— THE EXERCISE —
Please tally the lines in the data below that contain the word "purple". Reply with the number alone.

— DATASET EXTRACT —
◇ ◇ ◇ ◇ ◇
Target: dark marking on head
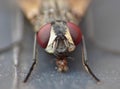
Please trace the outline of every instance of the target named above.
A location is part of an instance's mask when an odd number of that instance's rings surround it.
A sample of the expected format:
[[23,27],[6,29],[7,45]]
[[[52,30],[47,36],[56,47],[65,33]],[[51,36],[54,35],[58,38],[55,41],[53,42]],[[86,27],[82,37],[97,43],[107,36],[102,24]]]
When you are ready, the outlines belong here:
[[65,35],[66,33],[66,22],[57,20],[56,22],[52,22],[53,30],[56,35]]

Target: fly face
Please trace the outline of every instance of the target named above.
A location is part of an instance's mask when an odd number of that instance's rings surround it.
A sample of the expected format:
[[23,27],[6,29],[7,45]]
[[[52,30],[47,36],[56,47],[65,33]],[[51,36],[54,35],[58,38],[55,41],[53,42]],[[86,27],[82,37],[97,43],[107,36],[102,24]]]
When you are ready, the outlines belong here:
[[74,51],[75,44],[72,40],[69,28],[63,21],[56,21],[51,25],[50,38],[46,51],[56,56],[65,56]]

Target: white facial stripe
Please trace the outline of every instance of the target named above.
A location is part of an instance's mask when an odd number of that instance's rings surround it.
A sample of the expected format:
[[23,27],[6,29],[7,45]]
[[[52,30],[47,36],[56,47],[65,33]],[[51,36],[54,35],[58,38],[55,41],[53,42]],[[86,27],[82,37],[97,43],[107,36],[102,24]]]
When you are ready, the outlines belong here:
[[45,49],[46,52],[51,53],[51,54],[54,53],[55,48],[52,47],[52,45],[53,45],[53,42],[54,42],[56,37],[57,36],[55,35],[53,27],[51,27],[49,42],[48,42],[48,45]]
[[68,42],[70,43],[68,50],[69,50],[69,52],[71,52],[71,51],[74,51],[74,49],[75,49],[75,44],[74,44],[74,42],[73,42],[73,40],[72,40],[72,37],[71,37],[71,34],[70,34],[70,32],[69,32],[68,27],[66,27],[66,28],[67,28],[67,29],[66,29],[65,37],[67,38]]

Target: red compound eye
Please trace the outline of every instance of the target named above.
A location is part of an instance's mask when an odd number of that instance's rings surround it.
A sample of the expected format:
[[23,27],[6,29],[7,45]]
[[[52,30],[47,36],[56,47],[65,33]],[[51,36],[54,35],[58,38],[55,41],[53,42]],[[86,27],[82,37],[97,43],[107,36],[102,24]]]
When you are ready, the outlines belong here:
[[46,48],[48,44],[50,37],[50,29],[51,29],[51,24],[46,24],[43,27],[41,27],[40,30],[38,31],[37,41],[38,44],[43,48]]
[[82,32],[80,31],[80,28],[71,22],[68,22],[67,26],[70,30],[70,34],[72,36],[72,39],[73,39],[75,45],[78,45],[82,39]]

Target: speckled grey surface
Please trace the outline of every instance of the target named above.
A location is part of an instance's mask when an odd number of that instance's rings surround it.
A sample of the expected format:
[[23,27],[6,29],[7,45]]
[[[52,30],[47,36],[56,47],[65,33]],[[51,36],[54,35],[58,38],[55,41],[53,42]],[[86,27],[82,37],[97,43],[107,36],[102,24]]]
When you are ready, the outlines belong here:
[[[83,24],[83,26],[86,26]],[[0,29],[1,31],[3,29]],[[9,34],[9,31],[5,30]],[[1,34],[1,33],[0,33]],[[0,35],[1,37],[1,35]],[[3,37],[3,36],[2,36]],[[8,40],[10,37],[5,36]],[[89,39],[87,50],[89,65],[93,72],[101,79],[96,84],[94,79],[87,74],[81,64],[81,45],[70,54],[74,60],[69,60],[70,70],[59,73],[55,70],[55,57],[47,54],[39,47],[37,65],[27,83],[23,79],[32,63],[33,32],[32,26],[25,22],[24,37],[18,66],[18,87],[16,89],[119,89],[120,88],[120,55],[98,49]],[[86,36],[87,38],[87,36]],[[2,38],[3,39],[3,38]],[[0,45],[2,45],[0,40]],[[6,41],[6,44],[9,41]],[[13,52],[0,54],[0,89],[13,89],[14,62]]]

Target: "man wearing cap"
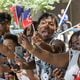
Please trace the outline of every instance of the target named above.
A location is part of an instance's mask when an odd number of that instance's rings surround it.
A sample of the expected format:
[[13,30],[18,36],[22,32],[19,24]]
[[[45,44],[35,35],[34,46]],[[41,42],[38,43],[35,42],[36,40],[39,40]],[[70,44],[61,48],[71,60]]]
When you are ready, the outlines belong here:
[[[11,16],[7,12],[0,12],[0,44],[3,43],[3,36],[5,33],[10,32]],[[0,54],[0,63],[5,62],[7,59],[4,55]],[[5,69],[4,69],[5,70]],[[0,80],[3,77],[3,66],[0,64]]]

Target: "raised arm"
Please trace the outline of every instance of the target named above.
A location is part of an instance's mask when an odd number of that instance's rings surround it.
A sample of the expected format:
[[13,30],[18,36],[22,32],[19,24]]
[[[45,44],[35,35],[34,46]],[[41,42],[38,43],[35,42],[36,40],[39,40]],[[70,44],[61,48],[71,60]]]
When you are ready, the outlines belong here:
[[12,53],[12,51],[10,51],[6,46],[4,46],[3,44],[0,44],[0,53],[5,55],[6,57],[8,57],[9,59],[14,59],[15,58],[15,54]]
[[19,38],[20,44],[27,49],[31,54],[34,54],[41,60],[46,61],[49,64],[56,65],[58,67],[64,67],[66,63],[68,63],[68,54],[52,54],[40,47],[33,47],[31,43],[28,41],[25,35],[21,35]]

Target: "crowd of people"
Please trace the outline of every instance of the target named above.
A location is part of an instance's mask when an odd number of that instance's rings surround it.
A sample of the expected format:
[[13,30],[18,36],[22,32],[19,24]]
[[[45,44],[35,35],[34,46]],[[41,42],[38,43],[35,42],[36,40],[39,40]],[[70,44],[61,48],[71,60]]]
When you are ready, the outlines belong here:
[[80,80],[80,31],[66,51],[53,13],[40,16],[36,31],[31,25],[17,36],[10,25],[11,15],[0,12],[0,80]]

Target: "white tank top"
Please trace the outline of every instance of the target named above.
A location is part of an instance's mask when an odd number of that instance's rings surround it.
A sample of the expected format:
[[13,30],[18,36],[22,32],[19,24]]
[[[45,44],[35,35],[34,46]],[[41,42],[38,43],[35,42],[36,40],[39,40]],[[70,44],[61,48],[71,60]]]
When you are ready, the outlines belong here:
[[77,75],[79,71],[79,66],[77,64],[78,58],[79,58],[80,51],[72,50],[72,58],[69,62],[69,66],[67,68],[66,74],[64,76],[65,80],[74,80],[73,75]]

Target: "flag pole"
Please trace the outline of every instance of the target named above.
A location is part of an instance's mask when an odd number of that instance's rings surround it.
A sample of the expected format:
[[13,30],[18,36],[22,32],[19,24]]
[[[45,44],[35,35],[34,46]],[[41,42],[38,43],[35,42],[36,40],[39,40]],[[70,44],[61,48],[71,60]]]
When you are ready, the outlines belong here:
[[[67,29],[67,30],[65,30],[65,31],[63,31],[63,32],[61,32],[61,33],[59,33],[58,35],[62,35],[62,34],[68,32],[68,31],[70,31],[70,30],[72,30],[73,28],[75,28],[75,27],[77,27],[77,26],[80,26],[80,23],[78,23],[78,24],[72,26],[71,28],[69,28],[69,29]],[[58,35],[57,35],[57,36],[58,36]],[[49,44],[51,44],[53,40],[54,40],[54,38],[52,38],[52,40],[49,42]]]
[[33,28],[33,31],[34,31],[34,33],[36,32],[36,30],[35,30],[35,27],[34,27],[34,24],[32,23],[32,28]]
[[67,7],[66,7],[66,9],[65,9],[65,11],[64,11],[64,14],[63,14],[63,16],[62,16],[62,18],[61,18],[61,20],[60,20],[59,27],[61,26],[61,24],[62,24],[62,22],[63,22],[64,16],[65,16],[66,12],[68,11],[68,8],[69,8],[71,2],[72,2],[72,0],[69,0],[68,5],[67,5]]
◇ ◇ ◇ ◇ ◇
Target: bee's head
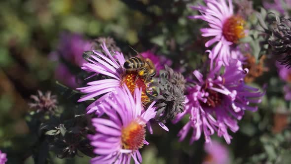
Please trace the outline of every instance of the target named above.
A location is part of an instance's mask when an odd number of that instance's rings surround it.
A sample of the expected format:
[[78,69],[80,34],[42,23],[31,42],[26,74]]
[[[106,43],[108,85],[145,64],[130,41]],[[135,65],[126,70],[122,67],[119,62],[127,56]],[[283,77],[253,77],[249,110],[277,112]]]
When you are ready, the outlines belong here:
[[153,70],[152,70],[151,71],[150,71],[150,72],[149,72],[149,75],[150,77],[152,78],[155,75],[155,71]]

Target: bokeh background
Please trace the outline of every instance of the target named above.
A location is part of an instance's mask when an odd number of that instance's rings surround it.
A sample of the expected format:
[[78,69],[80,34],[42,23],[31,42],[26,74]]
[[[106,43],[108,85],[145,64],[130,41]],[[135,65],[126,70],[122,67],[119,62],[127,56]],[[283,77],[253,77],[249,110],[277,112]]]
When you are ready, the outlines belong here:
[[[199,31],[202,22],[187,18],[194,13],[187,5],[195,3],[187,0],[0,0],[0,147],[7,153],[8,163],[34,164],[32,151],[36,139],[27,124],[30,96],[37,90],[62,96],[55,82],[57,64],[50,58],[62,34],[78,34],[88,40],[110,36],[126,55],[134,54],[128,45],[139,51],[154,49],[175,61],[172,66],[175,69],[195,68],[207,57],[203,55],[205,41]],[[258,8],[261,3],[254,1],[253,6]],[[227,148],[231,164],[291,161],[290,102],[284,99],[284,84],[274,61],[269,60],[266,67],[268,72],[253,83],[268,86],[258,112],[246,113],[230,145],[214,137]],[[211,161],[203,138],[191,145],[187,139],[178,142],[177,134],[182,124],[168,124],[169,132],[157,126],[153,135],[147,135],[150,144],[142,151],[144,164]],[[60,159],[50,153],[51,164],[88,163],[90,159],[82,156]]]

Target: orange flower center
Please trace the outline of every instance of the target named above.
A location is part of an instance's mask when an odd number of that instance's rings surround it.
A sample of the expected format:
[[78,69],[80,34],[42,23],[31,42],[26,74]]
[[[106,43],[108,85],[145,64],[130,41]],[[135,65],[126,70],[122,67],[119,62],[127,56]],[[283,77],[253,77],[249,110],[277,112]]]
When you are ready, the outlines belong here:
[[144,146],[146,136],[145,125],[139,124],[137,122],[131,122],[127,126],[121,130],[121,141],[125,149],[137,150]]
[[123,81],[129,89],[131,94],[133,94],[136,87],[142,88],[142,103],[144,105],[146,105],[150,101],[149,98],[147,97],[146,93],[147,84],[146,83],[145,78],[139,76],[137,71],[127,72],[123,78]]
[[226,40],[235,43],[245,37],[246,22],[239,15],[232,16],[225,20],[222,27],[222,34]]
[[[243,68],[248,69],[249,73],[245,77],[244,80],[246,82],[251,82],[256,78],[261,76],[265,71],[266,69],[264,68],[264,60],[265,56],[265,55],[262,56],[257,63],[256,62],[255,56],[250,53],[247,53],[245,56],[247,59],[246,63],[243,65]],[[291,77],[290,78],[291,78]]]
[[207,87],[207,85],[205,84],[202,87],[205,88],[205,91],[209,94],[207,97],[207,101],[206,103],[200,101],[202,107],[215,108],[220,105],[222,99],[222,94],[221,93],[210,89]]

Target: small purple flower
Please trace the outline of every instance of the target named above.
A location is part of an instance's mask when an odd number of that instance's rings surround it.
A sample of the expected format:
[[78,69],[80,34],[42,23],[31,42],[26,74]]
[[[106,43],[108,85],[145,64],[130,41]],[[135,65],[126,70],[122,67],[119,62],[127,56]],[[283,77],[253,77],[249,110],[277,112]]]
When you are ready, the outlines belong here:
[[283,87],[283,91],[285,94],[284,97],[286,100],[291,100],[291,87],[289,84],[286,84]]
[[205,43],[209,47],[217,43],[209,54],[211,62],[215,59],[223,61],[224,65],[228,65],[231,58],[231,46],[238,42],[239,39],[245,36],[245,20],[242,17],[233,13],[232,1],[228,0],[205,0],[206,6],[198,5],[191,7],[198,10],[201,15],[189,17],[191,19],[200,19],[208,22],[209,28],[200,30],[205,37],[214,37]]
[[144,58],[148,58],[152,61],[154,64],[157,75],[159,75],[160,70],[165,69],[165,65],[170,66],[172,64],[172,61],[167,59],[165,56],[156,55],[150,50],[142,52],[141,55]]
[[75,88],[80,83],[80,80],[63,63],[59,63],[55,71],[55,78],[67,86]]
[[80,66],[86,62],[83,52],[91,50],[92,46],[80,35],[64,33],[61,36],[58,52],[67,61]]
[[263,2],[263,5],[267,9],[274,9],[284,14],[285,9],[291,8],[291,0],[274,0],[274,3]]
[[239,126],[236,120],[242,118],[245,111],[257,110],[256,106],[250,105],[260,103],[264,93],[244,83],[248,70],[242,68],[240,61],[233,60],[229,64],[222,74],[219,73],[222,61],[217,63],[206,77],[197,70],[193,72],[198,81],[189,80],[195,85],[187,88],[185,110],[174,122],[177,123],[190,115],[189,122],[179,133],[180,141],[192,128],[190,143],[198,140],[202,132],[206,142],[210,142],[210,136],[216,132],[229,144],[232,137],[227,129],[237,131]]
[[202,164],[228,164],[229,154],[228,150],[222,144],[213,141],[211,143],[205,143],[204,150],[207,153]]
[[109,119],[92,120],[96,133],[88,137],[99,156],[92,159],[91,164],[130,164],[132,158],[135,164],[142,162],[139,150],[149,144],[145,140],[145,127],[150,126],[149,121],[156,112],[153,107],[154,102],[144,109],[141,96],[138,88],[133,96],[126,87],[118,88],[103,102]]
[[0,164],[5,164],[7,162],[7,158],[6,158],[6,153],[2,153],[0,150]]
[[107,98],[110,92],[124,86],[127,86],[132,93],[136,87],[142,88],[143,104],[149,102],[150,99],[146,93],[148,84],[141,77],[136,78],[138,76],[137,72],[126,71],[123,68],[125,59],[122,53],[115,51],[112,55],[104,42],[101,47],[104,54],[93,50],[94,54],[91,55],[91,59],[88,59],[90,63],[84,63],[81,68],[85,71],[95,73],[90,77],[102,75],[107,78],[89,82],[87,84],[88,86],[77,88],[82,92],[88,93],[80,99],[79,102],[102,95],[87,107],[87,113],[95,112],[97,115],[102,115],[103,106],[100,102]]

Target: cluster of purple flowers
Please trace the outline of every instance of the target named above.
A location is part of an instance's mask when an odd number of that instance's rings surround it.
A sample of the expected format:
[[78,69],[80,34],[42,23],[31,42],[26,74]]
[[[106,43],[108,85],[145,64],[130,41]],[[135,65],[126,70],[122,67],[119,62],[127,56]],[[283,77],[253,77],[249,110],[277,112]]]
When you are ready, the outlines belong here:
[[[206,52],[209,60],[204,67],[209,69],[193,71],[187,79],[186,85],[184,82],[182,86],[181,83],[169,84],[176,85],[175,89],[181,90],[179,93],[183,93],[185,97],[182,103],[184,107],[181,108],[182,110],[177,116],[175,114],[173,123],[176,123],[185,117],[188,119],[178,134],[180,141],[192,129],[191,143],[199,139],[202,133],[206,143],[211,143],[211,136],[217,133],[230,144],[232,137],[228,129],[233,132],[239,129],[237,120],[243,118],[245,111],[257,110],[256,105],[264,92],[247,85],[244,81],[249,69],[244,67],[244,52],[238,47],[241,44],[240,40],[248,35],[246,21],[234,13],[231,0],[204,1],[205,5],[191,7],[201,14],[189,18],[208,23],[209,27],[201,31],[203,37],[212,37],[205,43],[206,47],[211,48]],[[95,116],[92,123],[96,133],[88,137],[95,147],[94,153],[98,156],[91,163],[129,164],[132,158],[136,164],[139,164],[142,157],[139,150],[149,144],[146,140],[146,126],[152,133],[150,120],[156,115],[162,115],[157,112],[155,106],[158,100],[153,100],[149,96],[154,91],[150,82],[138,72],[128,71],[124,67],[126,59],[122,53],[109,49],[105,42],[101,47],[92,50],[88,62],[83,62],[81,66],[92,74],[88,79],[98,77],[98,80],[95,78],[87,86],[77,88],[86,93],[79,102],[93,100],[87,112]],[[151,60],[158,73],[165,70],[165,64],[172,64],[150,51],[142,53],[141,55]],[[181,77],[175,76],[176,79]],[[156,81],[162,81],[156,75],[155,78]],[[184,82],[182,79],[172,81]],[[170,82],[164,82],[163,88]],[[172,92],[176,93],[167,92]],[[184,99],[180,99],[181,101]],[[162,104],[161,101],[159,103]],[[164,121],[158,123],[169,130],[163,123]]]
◇ ◇ ◇ ◇ ◇
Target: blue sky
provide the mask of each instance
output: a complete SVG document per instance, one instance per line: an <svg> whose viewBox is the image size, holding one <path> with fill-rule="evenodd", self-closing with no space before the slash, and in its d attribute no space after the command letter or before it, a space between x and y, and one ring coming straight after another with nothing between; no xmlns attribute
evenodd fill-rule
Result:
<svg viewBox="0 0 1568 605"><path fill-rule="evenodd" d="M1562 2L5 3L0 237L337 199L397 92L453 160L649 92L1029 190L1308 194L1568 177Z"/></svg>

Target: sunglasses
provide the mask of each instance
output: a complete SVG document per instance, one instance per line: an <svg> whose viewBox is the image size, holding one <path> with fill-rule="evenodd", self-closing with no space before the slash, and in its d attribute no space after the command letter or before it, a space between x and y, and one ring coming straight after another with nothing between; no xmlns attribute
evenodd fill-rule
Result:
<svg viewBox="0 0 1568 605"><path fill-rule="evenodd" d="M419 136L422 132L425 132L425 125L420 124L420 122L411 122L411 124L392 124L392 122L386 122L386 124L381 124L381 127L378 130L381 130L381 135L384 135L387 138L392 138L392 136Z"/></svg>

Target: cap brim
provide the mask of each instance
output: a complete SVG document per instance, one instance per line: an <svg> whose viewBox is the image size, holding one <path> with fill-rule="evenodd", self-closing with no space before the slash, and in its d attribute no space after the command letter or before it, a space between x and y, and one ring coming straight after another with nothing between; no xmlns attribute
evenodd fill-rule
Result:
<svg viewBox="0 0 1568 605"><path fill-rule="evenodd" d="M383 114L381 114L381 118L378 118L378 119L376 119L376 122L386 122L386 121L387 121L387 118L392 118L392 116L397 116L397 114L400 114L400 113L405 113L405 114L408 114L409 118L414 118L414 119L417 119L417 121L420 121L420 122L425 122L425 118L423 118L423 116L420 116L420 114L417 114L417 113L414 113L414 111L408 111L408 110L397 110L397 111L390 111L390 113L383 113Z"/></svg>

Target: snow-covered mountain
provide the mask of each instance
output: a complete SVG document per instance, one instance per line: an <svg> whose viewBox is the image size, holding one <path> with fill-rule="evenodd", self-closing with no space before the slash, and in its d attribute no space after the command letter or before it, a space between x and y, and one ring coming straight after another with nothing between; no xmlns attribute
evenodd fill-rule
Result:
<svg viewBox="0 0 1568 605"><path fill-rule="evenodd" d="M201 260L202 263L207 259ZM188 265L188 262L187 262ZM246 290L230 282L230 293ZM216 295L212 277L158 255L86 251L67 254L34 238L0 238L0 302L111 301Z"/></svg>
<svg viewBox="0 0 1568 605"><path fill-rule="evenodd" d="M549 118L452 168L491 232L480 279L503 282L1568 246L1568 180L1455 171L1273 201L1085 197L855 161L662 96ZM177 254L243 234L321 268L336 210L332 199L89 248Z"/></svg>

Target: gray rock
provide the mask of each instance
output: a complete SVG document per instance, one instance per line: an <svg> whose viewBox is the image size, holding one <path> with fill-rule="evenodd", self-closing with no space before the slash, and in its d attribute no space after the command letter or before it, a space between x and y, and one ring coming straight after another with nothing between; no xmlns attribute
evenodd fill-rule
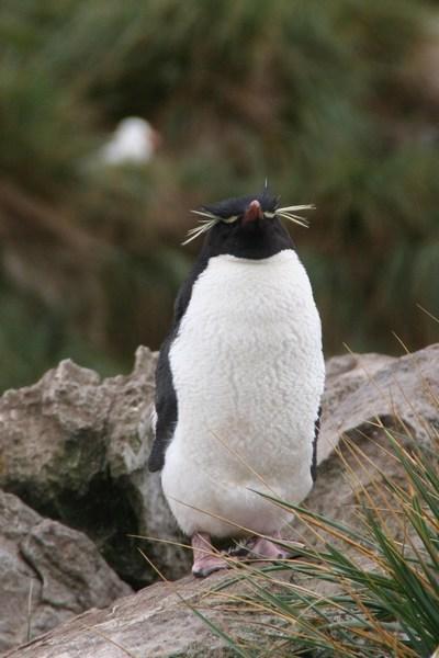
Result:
◇ ◇ ◇ ◇ ◇
— WRITTEN SOLUTION —
2